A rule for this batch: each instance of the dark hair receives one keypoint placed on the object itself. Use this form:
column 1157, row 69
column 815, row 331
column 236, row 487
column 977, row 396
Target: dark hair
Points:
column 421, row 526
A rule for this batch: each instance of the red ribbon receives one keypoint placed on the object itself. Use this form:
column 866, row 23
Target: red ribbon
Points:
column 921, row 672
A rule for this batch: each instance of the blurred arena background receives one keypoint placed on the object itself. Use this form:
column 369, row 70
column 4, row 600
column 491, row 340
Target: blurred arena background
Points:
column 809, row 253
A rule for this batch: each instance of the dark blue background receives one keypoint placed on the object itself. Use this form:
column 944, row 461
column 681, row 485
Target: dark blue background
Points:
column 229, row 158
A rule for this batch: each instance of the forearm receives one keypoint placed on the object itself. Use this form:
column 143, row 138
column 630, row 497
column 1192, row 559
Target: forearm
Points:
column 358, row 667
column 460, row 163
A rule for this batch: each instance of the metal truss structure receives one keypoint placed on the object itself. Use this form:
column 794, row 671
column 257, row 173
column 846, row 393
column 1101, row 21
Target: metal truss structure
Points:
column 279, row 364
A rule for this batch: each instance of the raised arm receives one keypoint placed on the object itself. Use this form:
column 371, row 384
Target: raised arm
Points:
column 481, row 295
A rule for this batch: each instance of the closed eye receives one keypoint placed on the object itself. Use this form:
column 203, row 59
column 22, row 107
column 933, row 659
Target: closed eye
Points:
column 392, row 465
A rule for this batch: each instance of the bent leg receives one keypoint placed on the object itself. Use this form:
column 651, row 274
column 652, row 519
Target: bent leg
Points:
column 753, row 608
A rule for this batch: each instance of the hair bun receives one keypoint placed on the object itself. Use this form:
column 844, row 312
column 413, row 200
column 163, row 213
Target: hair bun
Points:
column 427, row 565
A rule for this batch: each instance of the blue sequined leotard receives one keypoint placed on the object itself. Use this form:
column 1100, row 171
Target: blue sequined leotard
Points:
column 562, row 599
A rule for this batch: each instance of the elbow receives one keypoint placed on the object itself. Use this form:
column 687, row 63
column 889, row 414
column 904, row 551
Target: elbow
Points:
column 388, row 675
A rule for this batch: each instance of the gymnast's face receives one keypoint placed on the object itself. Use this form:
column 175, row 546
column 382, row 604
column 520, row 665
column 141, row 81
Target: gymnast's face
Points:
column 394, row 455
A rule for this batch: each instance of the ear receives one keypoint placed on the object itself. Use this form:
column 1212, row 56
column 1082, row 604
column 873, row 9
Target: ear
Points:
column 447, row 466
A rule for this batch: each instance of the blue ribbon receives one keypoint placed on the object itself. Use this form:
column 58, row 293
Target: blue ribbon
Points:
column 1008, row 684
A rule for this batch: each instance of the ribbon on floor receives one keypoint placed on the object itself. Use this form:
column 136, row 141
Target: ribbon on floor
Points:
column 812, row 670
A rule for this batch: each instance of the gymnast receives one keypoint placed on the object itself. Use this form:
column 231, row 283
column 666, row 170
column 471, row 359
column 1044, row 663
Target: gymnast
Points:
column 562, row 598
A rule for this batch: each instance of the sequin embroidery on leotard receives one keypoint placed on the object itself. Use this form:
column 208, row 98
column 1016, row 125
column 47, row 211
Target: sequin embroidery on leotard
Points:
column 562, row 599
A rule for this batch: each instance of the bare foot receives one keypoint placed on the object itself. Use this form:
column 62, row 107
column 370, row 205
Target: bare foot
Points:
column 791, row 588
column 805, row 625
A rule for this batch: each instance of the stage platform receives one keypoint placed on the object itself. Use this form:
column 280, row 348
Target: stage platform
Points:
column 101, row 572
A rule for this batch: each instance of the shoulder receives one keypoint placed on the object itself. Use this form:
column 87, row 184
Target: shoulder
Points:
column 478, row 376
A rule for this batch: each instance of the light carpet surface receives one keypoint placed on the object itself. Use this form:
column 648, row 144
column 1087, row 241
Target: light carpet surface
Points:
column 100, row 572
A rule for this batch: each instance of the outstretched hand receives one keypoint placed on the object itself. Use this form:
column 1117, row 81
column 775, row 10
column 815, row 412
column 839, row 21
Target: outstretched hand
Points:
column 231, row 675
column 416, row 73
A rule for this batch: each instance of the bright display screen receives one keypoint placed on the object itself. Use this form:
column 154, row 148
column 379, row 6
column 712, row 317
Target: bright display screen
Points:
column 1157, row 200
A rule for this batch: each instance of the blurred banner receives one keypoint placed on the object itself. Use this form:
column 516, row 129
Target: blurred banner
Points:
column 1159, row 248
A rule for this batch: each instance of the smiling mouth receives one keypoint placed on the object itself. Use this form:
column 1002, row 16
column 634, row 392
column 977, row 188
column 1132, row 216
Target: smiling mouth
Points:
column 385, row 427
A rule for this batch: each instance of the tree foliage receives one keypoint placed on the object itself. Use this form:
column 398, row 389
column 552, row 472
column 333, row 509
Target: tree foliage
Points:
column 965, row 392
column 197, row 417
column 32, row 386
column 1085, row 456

::::

▸ **EXERCISE**
Each line of the material above needs repeating verbatim.

▸ **RESULT FOR THIS EXERCISE**
A rule for this batch: each instance of the dark hair receives one keypoint placed on the object itself. Use this form:
column 1157, row 69
column 815, row 331
column 236, row 487
column 977, row 396
Target: dark hair
Points:
column 421, row 526
A rule for this batch: each instance of the red ribbon receives one keypoint placed on the object itself. Use this form:
column 866, row 23
Target: red ribbon
Points:
column 921, row 672
A rule for this batch: each instance of the blurred arena background receives one keypoint placed on the object itself. Use this form:
column 369, row 70
column 4, row 600
column 491, row 340
Target: blurred arena background
Points:
column 809, row 253
A rule for this batch: each instance of the dark blue background receives one keypoint placed on the object itself. Use this form:
column 944, row 461
column 681, row 485
Target: dark blue background
Points:
column 229, row 158
A rule for this batch: each instance of the forearm receives one keypoint placed on the object itself. Use this form:
column 143, row 138
column 630, row 497
column 1192, row 559
Target: forearm
Points:
column 358, row 667
column 460, row 163
A rule for this batch: each instance of the metal truss structure receives one keypoint placed on the object itself. Use this form:
column 794, row 671
column 257, row 173
column 846, row 393
column 1101, row 21
Target: metal truss structure
Points:
column 279, row 364
A rule for this batch: each instance of the raised arm receives one keypoint placed on the object itself. Use this form:
column 371, row 384
Target: raised arm
Points:
column 481, row 295
A rule for this batch: each instance of the closed eye receives one keypoint placed on the object itself. Use this form:
column 203, row 59
column 22, row 107
column 933, row 659
Target: closed eye
Points:
column 392, row 465
A rule for this batch: each instance of the bent leg receives one keypoint placed on the object itself. Use this form:
column 651, row 274
column 652, row 519
Target: bent leg
Points:
column 753, row 608
A rule for this batch: each instance of the hair bun receives one keypoint placed on the object itself. Use this form:
column 844, row 312
column 413, row 200
column 163, row 213
Target: hair bun
Points:
column 427, row 565
A rule for this batch: each instance of the blue sequined leotard receives one keypoint placed on the object itself. Use this form:
column 1100, row 171
Target: blue sequined leotard
Points:
column 562, row 599
A rule for this batch: each instance of the elbow receives one keypoint placed on the object itself. Use this form:
column 687, row 63
column 889, row 414
column 904, row 551
Target: elbow
Points:
column 388, row 675
A rule for this batch: each instance of the gymnast's face receives one keypoint placed on the object itself. Use this form:
column 175, row 546
column 382, row 604
column 520, row 665
column 141, row 81
Target: gymnast's face
Points:
column 394, row 455
A rule for this batch: each instance of the ear receives one keypoint placed on the object itself. Use this form:
column 1212, row 56
column 1082, row 604
column 873, row 9
Target: ear
Points:
column 447, row 466
A rule for this batch: each instance of the blue ribbon receives one keypoint placed on the object itself. Use this form:
column 58, row 293
Target: blue ribbon
Points:
column 1008, row 684
A rule for this batch: each instance of the ribbon on floor receives one keypoint placed on the object itself. Use this form:
column 136, row 141
Target: ribbon on floor
Points:
column 812, row 670
A rule for this batch: each instance of the gymnast receives one keypoint placed on the object itself. Use this form:
column 231, row 283
column 666, row 170
column 471, row 359
column 1044, row 663
Target: gymnast
Points:
column 562, row 598
A rule for this batch: each instance of the sequin embroidery on leotard receives one keypoint placed on the object itself. Use this form:
column 208, row 98
column 1016, row 125
column 47, row 211
Target: sequin embroidery on leotard
Points:
column 562, row 599
A rule for this batch: each instance of the bare foot receives one keypoint placed on the object itself. Use this form:
column 62, row 107
column 370, row 205
Target: bare foot
Points:
column 791, row 588
column 805, row 625
A rule for this batch: each instance of the stage platform receives one keypoint placed on the object itself. Use this form:
column 280, row 348
Target: stage platform
Points:
column 101, row 572
A rule for this batch: each instance of the shoulder receives one keypoint placed on the object itself. Use this form:
column 87, row 184
Target: shoulder
Points:
column 478, row 376
A rule for this batch: each instance of the light carpet surface receives one keypoint placed on the object itself. Use this form:
column 648, row 144
column 1087, row 241
Target: light carpet surface
Points:
column 100, row 572
A rule for this batch: each instance of the outstretched hand receives one keypoint placed on the object itself. Use this form:
column 1117, row 81
column 775, row 10
column 815, row 412
column 839, row 21
Target: outstretched hand
Points:
column 231, row 675
column 416, row 73
A rule for this batch: each instance of the bright display screen receives one keypoint placed on the object itself. Use this form:
column 154, row 148
column 379, row 6
column 712, row 317
Target: bright display screen
Points:
column 1157, row 200
A rule for this batch: each instance of the blurred banner receives one keypoint placed on the object itself. Use this form:
column 516, row 129
Target: blurred banner
Points:
column 1159, row 248
A rule for this batch: each instance of the smiling mouth receives one keypoint placed on the object itself. Use this form:
column 1002, row 16
column 634, row 392
column 977, row 188
column 1132, row 216
Target: smiling mouth
Points:
column 385, row 427
A rule for this batch: each instance of the tree foliage receives one keypoint placed on the object itself. Use this form:
column 398, row 389
column 552, row 472
column 333, row 509
Target: tree foliage
Points:
column 965, row 392
column 197, row 417
column 32, row 386
column 1085, row 456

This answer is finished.